++++ Stored data

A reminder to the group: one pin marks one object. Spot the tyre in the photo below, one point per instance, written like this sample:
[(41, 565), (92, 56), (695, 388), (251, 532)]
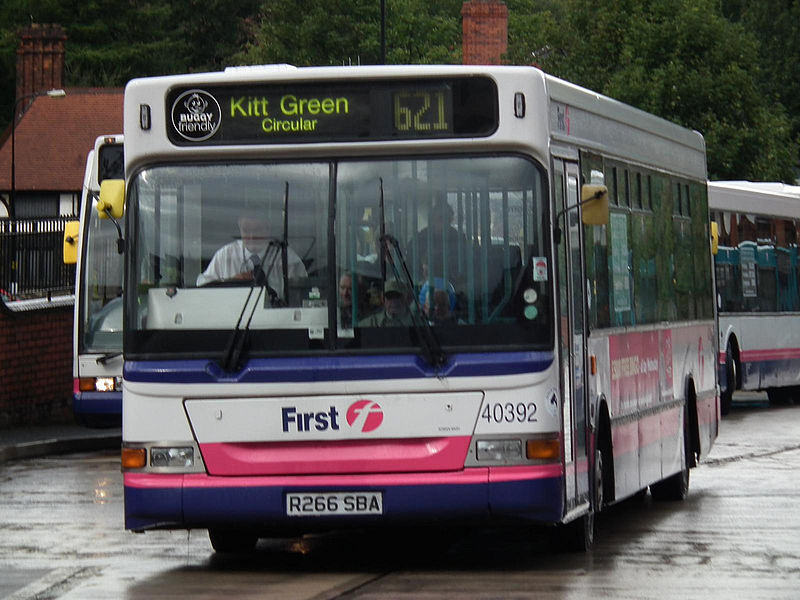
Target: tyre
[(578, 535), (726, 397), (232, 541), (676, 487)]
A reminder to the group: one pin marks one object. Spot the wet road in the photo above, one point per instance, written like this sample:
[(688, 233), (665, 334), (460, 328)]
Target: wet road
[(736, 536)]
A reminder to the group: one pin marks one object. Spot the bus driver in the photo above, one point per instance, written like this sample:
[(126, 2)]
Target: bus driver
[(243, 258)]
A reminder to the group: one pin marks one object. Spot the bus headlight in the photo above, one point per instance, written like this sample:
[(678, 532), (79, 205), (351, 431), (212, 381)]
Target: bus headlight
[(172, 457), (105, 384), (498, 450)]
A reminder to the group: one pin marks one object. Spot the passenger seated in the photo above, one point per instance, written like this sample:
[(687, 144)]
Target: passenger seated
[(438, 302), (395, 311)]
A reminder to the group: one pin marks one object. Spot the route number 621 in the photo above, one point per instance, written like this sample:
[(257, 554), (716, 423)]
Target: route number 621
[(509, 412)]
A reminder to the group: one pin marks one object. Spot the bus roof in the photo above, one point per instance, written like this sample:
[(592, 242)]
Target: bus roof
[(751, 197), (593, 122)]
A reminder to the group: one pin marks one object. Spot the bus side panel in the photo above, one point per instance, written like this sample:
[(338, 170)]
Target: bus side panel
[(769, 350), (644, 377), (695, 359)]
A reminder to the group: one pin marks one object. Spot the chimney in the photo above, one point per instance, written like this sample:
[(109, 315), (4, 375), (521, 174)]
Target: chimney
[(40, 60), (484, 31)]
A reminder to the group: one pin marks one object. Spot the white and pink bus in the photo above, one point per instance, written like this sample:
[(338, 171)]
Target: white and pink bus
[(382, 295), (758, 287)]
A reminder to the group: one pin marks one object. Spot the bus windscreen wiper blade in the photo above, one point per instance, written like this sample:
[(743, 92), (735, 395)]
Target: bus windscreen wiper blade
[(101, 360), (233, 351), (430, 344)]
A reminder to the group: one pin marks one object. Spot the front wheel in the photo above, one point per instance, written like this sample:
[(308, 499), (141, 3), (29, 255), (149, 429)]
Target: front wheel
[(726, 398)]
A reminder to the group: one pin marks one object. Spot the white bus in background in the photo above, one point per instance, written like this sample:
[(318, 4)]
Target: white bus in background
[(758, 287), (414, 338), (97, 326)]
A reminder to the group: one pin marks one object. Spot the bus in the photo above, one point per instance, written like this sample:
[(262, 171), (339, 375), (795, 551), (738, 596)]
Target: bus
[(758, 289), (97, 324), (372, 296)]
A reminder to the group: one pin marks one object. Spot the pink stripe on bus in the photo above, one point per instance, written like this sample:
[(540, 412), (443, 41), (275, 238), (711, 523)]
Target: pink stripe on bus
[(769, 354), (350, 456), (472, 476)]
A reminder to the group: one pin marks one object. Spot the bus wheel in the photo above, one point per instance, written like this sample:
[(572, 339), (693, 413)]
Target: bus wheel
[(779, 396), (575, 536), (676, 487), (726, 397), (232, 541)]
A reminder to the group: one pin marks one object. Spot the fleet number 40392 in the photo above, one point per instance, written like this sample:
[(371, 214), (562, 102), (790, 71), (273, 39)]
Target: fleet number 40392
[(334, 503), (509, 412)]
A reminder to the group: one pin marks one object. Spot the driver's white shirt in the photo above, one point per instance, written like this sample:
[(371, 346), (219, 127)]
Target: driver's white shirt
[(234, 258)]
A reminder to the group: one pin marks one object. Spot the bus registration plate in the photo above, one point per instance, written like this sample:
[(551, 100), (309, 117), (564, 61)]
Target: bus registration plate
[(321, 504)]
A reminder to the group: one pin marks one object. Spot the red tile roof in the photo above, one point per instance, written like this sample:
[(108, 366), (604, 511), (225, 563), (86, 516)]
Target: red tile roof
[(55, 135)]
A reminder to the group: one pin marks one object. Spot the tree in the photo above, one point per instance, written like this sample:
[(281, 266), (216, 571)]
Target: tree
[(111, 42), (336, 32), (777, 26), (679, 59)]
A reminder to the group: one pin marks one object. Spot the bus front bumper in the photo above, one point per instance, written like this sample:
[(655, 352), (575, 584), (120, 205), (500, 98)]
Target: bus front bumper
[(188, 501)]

++++++++
++++ Stored data

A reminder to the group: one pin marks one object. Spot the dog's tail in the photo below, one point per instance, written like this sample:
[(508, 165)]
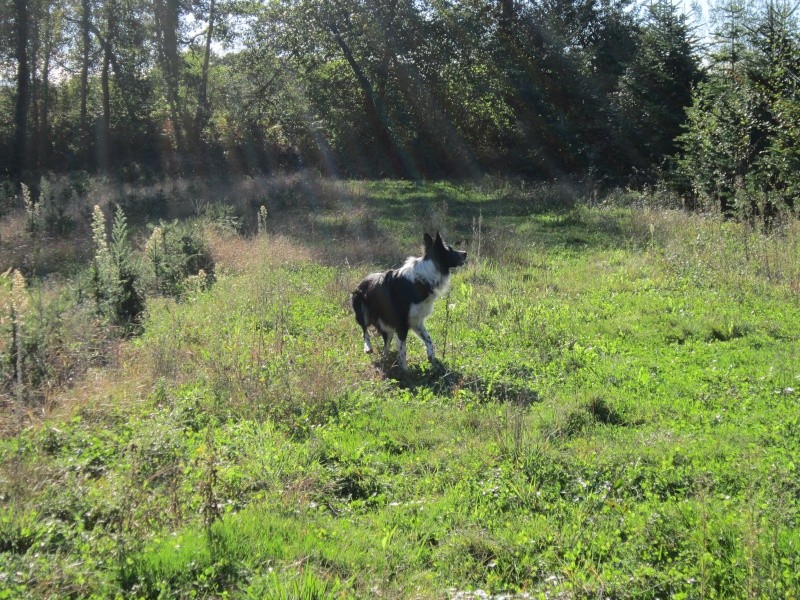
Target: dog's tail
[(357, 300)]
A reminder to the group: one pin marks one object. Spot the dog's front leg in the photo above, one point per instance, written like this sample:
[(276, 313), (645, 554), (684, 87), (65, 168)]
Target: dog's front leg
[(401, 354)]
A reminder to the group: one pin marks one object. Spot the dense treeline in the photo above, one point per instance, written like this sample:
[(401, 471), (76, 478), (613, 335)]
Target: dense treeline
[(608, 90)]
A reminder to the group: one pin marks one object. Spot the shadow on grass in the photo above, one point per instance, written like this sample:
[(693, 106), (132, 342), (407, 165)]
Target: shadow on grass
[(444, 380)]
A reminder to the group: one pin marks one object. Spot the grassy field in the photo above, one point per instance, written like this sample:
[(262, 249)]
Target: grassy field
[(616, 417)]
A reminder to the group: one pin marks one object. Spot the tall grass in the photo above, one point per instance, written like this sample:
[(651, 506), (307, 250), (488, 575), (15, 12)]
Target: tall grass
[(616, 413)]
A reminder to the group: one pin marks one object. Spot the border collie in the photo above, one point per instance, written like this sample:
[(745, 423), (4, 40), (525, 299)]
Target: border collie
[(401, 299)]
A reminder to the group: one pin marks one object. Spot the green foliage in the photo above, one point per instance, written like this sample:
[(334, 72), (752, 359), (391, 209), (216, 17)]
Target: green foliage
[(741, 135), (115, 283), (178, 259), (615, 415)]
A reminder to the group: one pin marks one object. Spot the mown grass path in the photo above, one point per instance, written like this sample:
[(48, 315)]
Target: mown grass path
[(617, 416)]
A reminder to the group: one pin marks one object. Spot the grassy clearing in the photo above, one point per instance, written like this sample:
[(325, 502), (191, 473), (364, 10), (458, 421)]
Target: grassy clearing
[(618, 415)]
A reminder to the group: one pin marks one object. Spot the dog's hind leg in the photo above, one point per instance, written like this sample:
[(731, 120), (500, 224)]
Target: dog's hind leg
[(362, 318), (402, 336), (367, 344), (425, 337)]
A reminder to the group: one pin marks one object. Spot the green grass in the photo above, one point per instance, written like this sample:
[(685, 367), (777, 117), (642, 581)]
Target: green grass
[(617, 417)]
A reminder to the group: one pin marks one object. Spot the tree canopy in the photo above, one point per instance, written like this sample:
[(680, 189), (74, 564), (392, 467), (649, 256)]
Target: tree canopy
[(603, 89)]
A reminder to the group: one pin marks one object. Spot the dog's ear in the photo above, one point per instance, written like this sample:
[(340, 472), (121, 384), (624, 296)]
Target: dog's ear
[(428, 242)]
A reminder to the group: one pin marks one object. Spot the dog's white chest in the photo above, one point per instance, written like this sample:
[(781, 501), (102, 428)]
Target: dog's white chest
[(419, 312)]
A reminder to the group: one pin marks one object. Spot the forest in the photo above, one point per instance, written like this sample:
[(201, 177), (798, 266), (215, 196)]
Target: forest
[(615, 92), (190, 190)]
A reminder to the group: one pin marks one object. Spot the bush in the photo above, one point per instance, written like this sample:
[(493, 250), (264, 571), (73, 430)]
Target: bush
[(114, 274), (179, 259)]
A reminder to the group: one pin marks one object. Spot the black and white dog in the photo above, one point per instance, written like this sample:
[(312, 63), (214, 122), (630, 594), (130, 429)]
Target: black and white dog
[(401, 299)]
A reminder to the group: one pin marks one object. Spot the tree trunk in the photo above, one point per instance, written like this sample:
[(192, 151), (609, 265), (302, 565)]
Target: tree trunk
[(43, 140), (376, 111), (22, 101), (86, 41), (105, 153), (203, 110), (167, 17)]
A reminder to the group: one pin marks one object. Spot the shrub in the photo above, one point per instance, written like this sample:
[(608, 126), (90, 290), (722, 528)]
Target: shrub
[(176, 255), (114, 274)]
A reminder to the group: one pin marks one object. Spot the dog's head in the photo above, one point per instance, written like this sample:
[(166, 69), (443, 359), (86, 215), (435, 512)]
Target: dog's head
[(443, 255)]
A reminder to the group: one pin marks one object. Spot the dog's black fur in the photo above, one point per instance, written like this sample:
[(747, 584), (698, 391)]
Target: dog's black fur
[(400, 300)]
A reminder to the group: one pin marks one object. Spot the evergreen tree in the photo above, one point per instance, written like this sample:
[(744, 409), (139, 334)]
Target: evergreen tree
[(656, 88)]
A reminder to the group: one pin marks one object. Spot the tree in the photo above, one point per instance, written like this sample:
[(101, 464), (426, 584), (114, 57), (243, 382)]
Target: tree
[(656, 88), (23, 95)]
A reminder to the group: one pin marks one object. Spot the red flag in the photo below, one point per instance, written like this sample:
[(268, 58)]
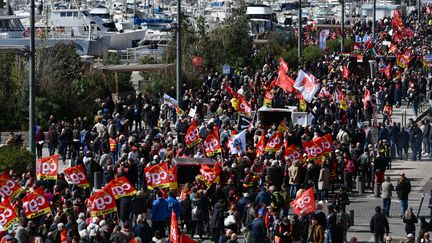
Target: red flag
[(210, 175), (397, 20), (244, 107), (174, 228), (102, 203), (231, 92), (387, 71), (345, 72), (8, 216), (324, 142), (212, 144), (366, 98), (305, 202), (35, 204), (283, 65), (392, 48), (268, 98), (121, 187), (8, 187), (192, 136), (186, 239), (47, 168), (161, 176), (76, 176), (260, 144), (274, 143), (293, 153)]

++++++++

Directions for this task: Above are some entries. Restate word for word the lines from the one holding "Spot the tyre" through the one holding "[(257, 554), (716, 423)]", but not the pictures.

Expected output:
A reminder to the group: one pin marks one object. Spot the tyre in the photo below, one point per instance, written like this sample:
[(41, 565), (92, 56), (695, 388), (251, 532)]
Target: tyre
[(578, 535), (726, 397), (232, 541), (676, 487)]
A reminder to the group: one pin marks one object. Spot the wet road in the photo above, one point per instance, written like this sample:
[(688, 233), (665, 334), (460, 328)]
Target: wet road
[(736, 536)]
A reminder to the group: one pin marks one object. Spot the bus driver in the photo above, one point per instance, written like this sample:
[(126, 2)]
Target: bus driver
[(243, 258)]
A reminder to the group: one pin marks one object. Spot the bus headlight in the photo above, one point per instance, written like this sample:
[(678, 532), (79, 205), (351, 431), (212, 381)]
Target: bus headlight
[(172, 457), (105, 384), (498, 450)]
A reminder to the group: one pin marks one object. Spot the passenger seated in the photo above, one point per instance, written like this sample:
[(687, 144)]
Target: passenger seated
[(438, 302), (395, 311)]
A reminder to the group: one pin marks one object. Spot the route number 621 in the photo above, one point per instance, written like this sample:
[(257, 554), (716, 423)]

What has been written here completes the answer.